━━━━━ ТЕКСТ ДОКУМЕНТА
В то же время с сожалением вынужден отметить, что увеличилось количество умерших осужденных с диагнозом «ВИЧ-инфекция». Дело в том, что у этой болезни имеется определенная стадия развития, и примерно через 5-7 лет человек подходит к последней черте. Именно с этим мы сейчас и столкнулись. К сожалению, от этого никуда не деться, хотя необходимая медицинская помощь данной категории осужденных, конечно же, оказывается.
— Наверняка, услышав это, родители многих осужденных встревожатся. Как-то можно их сразу же успокоить?
— Давайте объективно: ВИЧ-инфекцией в основном заражаются люди, представляющие определенный слой общества (прежде всего, это наркоманы), которым в гражданской жизни далеко не всегда вообще оказывается какая-то медицинская помощь. В колониях же они все до единого стоят на учете, получают диетическое питание. Да, это не платная клиника (понятно, что можно лечиться таблетками за 100 рублей, а можно за 10 тысяч долларов), но необходимый минимум осужденные получают. Кроме того, их систематически отправляют на обследование в больницу ГУФСИН. Родителей других осужденных могу успокоить — страшного в этом ничего нет, ведь еще раз повторю, заражаются в основном через иглу. Тот, кто не занимается наркотиками и другими подобными глупостями, заразиться фактически не рискует.
— А другие осужденные не просят, чтобы от них изолировали инфицированных?
— За пять лет я ни разу не то что письменной, но даже устной жалобы не слышал, что осужденные не желают общаться с этой категорией.
— Вопрос, касающийся тюремной реформы. Говорят, что строящийся в нашем городе около 29-й колонии следственный изолятор в связи с этой реформой могут передать под другие нужды…
— Недавно я встречался с новым начальником ГУФСИН Самарской области Рамизом Алмазовым и могу сказать, что он серьезно настроен ввести изолятор в эксплуатацию, причем уже в этом году. Насколько я понял, после того, как это произойдет, планируется перепрофилировать сызранский изолятор в тюрьму особого режима.
— А наш построенный изолятор станет основным в области?
— Вернее будет сказать: одним из основных. Не забывайте, что достаточно большой изолятор есть в Самаре.
━━━━━━━━━━
### ЗАДАНИЕ 1
Перепечатайте фрагмент интервью о работе колоний между «В то же время» и «сразу же успокоить?», включая оба граничных места.
### ЗАДАНИЕ 2
Продолжите интервью о работе колоний с того места, где оно заканчивается.
Данные не связаны с интервью о работе колоний и представляют собой отдельный материал.
━━━━━ ИСХОДНЫЕ ДАННЫЕ
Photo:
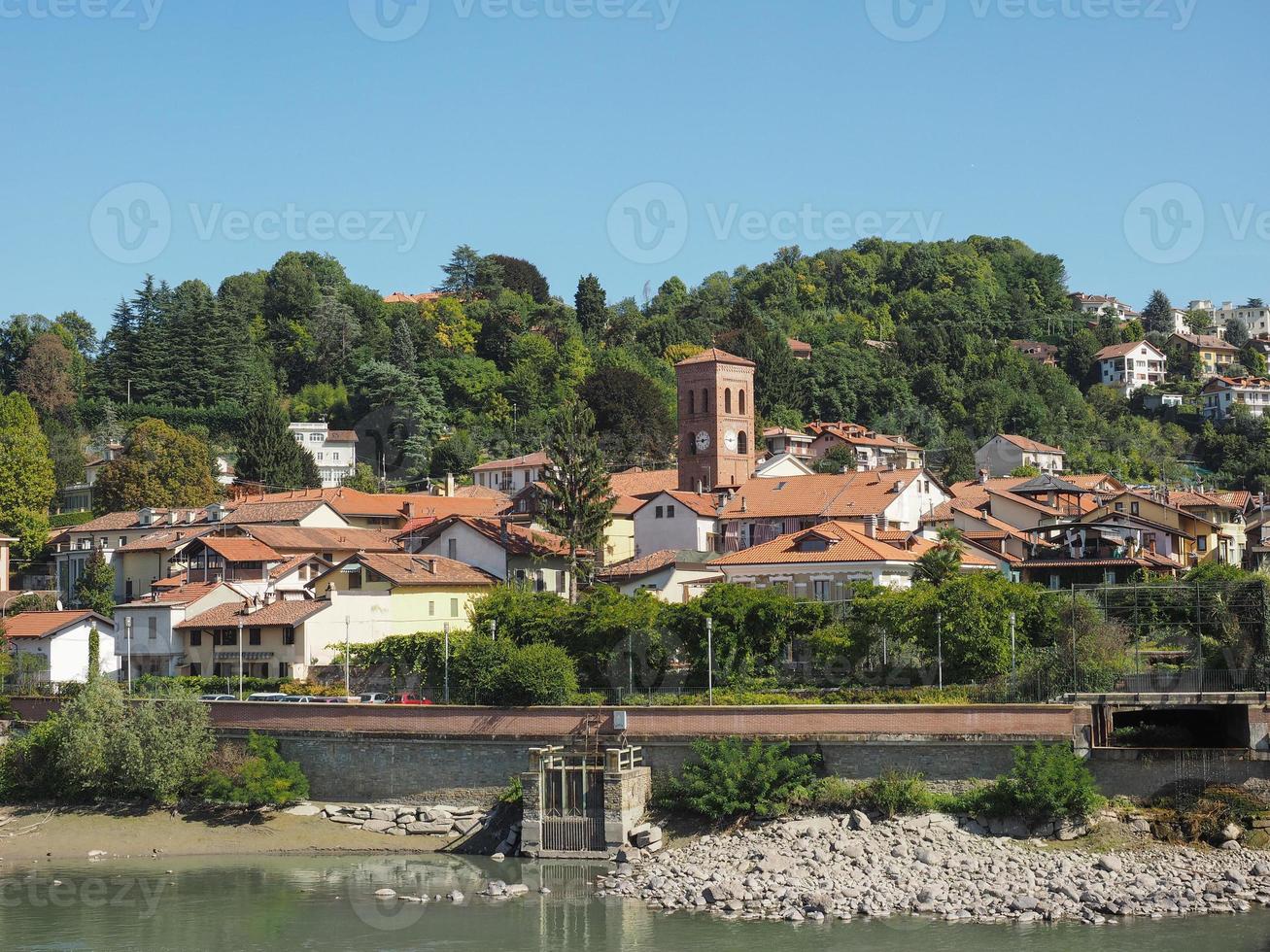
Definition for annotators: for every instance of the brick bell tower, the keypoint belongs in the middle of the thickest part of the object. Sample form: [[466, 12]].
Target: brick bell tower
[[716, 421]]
━━━━━━━━━━
━━━━━ ИСХОДНЫЕ ДАННЫЕ
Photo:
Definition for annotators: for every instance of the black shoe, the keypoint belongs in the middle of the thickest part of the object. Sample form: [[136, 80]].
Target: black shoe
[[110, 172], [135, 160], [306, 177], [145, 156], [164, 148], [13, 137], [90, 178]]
━━━━━━━━━━
### ПИСЬМЕННЫЙ ОТВЕТ 1
В то же время с сожалением вынужден отметить, что увеличилось количество умерших осужденных с диагнозом «ВИЧ-инфекция». Дело в том, что у этой болезни имеется определенная стадия развития, и примерно через 5-7 лет человек подходит к последней черте. Именно с этим мы сейчас и столкнулись. К сожалению, от этого никуда не деться, хотя необходимая медицинская помощь данной категории осужденных, конечно же, оказывается.
— Наверняка, услышав это, родители многих осужденных встревожатся. Как-то можно их сразу же успокоить?

### ПИСЬМЕННЫЙ ОТВЕТ 2
— Кстати, о тюрьмах особого режима. Недавно в одной из телепередач разгорелась нешуточная дискуссия, касающаяся тюремной реформы системы исполнения наказаний. Одни говорили, что для особо опасных преступников нужна смертная казнь, другие предлагали строить специальные тюрьмы или вообще отправлять таких осужденных на рудники. Где, на ваш взгляд, разумный компромисс?
— Рудники… лесоповал… Почитайте Солженицына. Это же возврат к позавчерашнему дню. Во всем цивилизованном мире самым страшным наказанием для человека является его изоляция. Когда осужденный отбывает наказание в общежитии, где кроме него человек пятьдесят, то он имеет возможность общаться и ему легче переносить все тяготы. Не случайно ведь многие из тех, кто находится в одиночных камерах (а это в основном осужденные на пожизненное заключение), не доживают до 20-летней отсидки. Они либо сходят с ума, либо просто умирают. Я недавно побывал в Санкт-Петербурге, заходил в Петропавловскую крепость. Так вот, судя по тому, как там в царское время были устроены камеры, преступников содержали именно в одиночках. И выдерживали в этих камерах люди год, максимум полтора. Был случай, когда одна революционерка после годовой отсидки облила себя керосином и подожгла. Так что насчет рудников, это не совсем верно.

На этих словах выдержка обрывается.